Senator Edwards Learns about Precision Medicine for Crohn’s Disease

BLACKSBURG, Va., October 17, 2016—Senator John Edwards visited a Virginia Tech spin off biotech company that licensed technology from the Nutritional Immunology and Molecular Medicine Laboratory (NIMML) at the Biocomplexity Institute of Virginia Tech.

“The various projects led by Dr. Bassaganya-Riera will continue to bring new biotech jobs to Montgomery County” Edwards said. “NIMML’s innovative technologies help develop safer and more effective therapies for Crohn’s disease and represent a huge potential for the region. My office will continue to help bring new, good paying jobs to Virginia and drive innovation through the BioHealth Capital Region.”

Edwards received a firsthand look at the technology developed by Dr. Bassaganya-Riera’s team. During his tour of the laboratory, Senator Edwards met with Dr. Josep Bassaganya-Riera, the Director of NIMML to discuss the current progress and future plans for developing new oral therapeutics for Crohn’s disease and ulcerative colitis, which are the two clinical forms of inflammatory bowel disease (IBD). Although there is a genetic predisposition to developing IBD, there is no known cause or cure. Treatment requires lifelong medical care for many patients and involves the suppression of the body’s excessive inflammatory response.

“There is an unmet clinical need for safer and more effective therapeutics for IBD,” said Dr. Josep Bassaganya-Riera, “The core technology is a new mechanism of action implicated in suppressing gut inflammation during IBD. Our team has validated new therapeutic pathways and developed oral drugs that act locally in the gut to treat IBD. In terms of efficacy and safety, the lanthionine synthetase C-like 2 (LANCL2) technology leads the forefront of translational research and outperforms drugs currently in the market as well as investigational new drugs.”

- [Records provided]:

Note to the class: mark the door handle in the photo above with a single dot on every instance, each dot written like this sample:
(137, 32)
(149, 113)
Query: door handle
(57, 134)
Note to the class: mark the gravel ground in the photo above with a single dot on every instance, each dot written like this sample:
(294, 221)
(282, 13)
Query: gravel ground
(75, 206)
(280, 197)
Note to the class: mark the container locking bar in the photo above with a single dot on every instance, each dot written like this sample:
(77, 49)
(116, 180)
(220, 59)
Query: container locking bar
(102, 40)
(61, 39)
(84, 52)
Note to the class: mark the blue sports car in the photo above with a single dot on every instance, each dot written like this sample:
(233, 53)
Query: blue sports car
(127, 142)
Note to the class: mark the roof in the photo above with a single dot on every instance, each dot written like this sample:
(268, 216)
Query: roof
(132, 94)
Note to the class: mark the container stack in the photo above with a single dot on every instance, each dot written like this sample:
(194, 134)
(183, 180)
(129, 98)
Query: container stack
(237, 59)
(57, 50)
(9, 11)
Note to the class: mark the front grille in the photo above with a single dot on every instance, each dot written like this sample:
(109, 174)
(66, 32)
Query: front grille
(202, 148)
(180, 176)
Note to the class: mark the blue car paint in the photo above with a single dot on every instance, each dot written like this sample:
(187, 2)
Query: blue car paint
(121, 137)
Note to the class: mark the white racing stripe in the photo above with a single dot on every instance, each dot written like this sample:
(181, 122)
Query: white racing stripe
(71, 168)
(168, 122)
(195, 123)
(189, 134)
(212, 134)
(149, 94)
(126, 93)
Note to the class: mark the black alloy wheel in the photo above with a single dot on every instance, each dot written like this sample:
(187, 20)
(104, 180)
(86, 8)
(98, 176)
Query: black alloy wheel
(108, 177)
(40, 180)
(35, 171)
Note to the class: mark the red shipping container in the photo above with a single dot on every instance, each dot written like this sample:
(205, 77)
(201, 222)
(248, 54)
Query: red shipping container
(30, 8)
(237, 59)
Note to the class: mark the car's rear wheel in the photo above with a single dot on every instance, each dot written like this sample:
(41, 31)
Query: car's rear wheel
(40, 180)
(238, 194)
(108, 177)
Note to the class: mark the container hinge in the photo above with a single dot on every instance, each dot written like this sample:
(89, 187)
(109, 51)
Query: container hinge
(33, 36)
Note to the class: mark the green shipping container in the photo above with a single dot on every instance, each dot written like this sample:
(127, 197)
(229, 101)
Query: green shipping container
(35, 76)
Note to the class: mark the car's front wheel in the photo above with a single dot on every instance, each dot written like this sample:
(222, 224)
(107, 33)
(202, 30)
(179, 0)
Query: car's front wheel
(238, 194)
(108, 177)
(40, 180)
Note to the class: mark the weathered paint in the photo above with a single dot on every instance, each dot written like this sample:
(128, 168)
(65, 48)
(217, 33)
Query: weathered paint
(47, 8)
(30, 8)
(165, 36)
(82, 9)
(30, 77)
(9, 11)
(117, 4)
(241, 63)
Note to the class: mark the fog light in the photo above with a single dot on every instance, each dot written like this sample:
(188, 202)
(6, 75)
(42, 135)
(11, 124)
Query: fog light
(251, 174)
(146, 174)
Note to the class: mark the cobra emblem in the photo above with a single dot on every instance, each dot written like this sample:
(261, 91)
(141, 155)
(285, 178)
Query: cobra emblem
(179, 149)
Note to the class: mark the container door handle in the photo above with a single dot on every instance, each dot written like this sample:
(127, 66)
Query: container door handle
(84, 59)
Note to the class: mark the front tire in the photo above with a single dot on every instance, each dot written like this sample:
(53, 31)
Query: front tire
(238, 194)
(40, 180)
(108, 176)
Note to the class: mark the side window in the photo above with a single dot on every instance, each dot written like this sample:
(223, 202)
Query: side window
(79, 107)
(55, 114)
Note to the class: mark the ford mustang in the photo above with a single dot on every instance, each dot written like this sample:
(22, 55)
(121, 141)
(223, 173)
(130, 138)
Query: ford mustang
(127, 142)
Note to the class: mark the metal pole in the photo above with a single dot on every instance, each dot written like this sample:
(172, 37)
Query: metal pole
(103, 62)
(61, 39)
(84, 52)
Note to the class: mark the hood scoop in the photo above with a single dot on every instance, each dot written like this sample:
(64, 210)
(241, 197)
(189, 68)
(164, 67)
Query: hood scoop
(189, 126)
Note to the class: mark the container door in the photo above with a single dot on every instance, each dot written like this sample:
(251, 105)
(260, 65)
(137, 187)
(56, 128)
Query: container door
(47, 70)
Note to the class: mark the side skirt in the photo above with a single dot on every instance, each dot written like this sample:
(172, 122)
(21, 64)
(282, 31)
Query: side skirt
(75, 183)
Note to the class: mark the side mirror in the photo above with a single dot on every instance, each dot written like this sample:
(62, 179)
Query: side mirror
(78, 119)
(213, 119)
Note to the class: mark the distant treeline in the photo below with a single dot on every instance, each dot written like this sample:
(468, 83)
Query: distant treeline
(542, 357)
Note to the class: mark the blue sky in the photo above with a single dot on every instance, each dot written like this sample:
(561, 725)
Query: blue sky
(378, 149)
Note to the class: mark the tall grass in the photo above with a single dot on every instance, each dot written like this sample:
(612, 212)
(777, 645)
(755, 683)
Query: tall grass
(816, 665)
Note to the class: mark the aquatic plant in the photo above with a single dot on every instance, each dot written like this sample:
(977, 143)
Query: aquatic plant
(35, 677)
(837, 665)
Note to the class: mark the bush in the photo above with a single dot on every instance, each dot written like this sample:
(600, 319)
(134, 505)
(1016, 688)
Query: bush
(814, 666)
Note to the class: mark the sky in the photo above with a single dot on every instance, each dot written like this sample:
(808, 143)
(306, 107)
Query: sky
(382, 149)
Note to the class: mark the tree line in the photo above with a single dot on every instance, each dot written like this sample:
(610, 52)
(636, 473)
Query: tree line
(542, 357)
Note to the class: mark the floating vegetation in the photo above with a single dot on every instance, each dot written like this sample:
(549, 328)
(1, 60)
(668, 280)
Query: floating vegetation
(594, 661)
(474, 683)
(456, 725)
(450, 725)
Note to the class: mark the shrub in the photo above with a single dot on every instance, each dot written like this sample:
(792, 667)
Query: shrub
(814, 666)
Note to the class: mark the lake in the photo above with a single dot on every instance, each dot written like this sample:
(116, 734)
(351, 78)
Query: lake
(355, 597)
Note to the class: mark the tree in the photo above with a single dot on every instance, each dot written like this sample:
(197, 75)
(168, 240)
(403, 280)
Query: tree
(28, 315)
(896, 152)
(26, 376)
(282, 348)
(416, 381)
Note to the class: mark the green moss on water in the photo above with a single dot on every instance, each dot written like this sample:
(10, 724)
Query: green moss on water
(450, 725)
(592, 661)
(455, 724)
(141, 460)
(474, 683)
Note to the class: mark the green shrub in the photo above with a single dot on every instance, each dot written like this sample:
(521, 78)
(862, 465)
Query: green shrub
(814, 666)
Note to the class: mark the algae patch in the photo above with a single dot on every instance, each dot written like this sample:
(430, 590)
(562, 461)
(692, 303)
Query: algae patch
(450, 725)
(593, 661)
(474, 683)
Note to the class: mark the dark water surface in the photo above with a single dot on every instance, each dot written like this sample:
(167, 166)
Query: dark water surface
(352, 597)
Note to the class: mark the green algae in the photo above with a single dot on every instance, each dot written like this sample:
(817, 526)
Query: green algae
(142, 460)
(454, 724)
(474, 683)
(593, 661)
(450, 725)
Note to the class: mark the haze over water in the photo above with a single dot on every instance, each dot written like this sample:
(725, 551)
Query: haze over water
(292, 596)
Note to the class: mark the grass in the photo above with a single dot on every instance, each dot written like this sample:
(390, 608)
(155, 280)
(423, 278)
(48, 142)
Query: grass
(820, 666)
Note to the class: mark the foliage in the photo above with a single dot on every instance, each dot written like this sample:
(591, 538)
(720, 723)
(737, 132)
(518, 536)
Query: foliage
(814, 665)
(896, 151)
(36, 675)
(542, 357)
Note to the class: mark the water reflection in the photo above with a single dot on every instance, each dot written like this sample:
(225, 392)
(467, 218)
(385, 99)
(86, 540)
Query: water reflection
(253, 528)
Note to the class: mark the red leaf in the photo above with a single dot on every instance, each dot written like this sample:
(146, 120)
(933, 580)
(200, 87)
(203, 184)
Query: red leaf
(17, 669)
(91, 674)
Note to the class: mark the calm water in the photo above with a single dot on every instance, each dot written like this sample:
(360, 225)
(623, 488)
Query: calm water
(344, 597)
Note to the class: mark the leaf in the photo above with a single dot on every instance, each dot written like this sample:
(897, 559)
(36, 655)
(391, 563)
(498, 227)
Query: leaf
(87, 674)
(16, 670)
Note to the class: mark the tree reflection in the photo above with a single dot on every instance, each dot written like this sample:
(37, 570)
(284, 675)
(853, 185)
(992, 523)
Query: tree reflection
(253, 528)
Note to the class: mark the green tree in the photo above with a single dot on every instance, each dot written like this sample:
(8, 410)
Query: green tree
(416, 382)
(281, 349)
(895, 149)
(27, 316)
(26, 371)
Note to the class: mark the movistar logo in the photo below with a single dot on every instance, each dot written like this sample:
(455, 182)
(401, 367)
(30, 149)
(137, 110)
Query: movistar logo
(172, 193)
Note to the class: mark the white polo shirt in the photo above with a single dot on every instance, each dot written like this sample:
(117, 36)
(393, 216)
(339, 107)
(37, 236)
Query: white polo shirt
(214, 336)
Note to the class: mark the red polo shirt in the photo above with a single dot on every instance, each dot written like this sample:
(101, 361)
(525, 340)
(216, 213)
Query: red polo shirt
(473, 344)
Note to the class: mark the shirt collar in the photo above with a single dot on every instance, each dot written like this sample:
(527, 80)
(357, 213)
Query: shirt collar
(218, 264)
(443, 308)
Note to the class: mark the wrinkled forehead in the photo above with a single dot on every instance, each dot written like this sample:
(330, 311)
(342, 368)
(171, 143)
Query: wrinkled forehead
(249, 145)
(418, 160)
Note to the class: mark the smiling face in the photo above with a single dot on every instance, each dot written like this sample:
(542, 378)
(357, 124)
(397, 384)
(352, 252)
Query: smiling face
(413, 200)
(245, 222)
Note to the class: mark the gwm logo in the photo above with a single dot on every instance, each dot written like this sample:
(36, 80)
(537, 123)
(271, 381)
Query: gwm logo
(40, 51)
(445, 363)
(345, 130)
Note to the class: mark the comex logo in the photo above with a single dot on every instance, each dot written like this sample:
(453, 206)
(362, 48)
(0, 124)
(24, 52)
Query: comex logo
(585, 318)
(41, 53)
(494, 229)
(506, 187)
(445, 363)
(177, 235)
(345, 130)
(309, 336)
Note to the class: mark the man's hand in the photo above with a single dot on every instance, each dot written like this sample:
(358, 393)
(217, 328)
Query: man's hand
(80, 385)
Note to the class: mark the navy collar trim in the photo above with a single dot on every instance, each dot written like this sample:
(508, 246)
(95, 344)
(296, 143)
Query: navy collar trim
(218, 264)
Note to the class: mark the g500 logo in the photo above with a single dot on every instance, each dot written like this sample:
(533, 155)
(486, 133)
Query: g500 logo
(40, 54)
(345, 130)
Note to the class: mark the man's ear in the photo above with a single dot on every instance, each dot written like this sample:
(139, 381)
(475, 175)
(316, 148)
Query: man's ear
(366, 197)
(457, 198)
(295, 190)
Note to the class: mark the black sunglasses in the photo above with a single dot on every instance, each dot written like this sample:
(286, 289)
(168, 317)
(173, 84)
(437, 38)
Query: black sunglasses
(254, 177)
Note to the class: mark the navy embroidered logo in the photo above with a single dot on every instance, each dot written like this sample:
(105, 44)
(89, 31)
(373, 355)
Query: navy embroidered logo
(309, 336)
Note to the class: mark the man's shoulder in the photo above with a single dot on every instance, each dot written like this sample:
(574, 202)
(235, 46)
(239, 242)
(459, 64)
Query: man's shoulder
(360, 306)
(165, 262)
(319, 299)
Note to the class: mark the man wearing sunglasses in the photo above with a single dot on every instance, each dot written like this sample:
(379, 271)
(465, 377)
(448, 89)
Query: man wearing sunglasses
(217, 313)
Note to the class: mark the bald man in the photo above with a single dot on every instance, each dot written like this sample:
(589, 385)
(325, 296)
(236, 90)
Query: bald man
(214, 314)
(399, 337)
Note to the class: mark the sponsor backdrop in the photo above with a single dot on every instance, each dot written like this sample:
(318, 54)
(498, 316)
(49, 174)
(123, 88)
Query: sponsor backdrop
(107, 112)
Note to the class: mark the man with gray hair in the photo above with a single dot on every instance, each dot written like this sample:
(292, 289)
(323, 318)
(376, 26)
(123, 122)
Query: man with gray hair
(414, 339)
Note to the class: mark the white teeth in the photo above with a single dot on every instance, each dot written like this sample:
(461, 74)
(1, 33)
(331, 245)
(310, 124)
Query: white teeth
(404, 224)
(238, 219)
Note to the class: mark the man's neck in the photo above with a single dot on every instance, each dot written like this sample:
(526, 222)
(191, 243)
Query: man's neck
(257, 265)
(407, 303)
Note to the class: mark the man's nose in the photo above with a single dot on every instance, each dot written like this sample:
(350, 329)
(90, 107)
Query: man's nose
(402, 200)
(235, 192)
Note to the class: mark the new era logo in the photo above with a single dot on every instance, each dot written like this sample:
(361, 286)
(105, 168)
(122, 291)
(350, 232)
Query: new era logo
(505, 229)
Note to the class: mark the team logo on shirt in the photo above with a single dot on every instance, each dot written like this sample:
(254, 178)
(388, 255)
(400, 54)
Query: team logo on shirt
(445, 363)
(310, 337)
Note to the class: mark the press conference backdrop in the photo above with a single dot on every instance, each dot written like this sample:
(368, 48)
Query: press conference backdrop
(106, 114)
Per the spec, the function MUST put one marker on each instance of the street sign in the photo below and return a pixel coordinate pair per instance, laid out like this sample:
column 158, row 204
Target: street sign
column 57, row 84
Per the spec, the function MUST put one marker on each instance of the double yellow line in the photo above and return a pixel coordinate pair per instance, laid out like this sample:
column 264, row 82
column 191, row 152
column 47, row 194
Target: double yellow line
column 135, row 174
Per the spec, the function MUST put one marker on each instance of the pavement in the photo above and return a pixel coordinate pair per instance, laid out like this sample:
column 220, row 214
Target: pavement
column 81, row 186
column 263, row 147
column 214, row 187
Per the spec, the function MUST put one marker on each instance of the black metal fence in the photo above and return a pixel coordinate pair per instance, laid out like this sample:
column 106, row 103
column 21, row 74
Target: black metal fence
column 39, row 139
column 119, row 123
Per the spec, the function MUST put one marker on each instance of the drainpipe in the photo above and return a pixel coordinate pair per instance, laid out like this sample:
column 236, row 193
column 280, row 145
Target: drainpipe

- [Aim of the exercise]:
Summarize the article on the senator's visit to the Crohn's disease lab in two sentences. The rows come from a separate source.

- [Completed exercise]:
On October 17, 2016, Senator John Edwards visited a Virginia Tech spin-off biotech company that licensed technology from NIMML at the Biocomplexity Institute of Virginia Tech. He met with Dr. Josep Bassaganya-Riera, NIMML's director, about developing new oral therapeutics for Crohn's disease and ulcerative colitis, and Bassaganya-Riera said their LANCL2 technology outperforms drugs currently on the market in efficacy and safety.